### TEXT EXCERPT ###

I would call cubing more problem solving that math. There really are no numbers.


----------



## Ethan Rosen (Jun 6, 2009)

Poke said:


> I would call cubing more problem solving that math. There really are no numbers.



Who says math needs to have numbers?


----------



## Hadley4000 (Jun 6, 2009)

Poke said:


> I would call cubing more problem solving that math. There really are no numbers.




I didn't say it was math.


----------



## ThePizzaGuy92 (Jun 6, 2009)

I did the square-1 in like 27 minutes after I first scrambled it mainly using one alg I discovered as a commutator.

the other puzzle I've done were much less exciting


----------



## Lord Voldemort (Jun 6, 2009)

2x2, 4x4 (I just waited until I didn't get parity though ), 5x5, 7x7, and that's all I've ever used except for 3x3.


----------



## Poke (Jun 6, 2009)

Ethan Rosen said:


> Poke said:
> 
> 
> > I would call cubing more problem solving that math. There really are no numbers.
> ...


 
I think that once you leave numbers, you start going more into different fields of science.


----------



## V-cube7_101 (Jun 6, 2009)

0x0-once I got it
1x1-once I got it
2x2-once I got it
3x3-at my house
4x4-again, at my house
5x5-Same
6x6-Same
7x7-Again, the same.


----------



## luke1984 (Jun 6, 2009)

5x5x5, 6x6x6, 7x7x7 and pyraminx(all at home without any help).


----------



## DavidWoner (Jun 6, 2009)

Poke said:


> Ethan Rosen said:
> 
> 
> > Poke said:
> ...



I KNOW that what you think is just plain stupid.

### LISTING ###

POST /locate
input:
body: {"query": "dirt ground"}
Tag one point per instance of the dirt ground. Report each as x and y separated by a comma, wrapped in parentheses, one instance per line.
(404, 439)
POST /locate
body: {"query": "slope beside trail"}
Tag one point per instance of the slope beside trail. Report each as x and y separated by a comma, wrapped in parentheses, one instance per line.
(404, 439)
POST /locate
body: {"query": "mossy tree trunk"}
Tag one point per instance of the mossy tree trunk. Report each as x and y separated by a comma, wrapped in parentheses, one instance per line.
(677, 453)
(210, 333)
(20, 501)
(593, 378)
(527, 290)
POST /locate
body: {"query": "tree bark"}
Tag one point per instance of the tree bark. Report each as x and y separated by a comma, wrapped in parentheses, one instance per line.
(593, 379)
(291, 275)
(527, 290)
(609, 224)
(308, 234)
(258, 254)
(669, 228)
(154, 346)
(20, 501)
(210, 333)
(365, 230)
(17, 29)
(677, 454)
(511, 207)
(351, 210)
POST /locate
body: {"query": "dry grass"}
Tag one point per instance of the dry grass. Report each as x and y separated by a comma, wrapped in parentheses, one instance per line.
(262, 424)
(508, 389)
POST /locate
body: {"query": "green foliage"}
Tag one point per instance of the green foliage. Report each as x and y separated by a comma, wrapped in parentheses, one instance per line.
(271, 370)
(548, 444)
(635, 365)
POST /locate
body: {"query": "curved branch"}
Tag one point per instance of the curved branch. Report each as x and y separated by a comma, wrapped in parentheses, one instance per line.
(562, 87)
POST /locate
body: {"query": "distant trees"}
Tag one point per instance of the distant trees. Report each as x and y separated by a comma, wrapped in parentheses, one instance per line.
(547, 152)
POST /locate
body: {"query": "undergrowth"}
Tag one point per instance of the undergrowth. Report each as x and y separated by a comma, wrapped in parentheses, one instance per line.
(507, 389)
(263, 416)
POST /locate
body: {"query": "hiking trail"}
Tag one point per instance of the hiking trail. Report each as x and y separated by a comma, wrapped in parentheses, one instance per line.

###

GOALS:
- a) Decide whether each statement agrees with the cubing thread, answering yes or no and quoting the words that settle it: (i) ThePizzaGuy92 solved the square-1 in about 27 minutes after first scrambling it. (ii) luke1984 got help solving the pyraminx. (iii) Hadley4000 claimed that cubing is math.
- b) Resume the cubing thread after its final post.
The material has no connection to the cubing thread.

EXPECTED RESULTS:
- a)
(i) Yes: "I did the square-1 in like 27 minutes after I first scrambled it"
(ii) No: "all at home without any help"
(iii) No: "I didn't say it was math."

- b)
----------



## moogra (Jun 7, 2009)

Poke said:


> Ethan Rosen said:
> 
> 
> > Poke said:
> ...



wait what field of science does not use numbers?


----------



## StachuK1992 (Jun 7, 2009)

moogra said:


> Poke said:
> 
> 
> > Ethan Rosen said:
> ...


dentistry? well, uses the least amount of numbers..
hmmm...I'm actually going to spend some time thinking of ANY job that doesn't use numbers at all...


----------



## imaghost (Jun 7, 2009)

moogra said:


> Poke said:
> 
> 
> > Ethan Rosen said:
> ...



How about conceptual science? No numbers used in conceptual science.


----------



## I_love_cubes (Jun 7, 2009)

2x2
3x3
4x4
5x5
6x6
square 1


----------



## trying-to-speedcube... (Jun 8, 2009)

MTGjumper said:


> shelley said:
> 
> 
> > Attempted and failed (but still haven't looked up a solution online): Golden Cube, Bandaged Sq-1
> ...


You do NOT want to know. Everyone who has seen Arnaud with it has had nightmares ever since. I even touched it. I'm traumatised

It's a 2-gen square-1.


----------



## liljthedude (Jun 8, 2009)

I solved the 
2x2
5x5 (first time I didn't look online)
6x6 (on Gabbasoft)
Pyraminx
Megaminx
without the help of internet.


----------



## Winoko21 (Apr 12, 2010)

2x2x2 - in school's computer (gabbasoft)

EDIT- rainbow cube - at home (*somehow I can figure it out and found my own method )


----------



## ben1996123 (Apr 12, 2010)

lots.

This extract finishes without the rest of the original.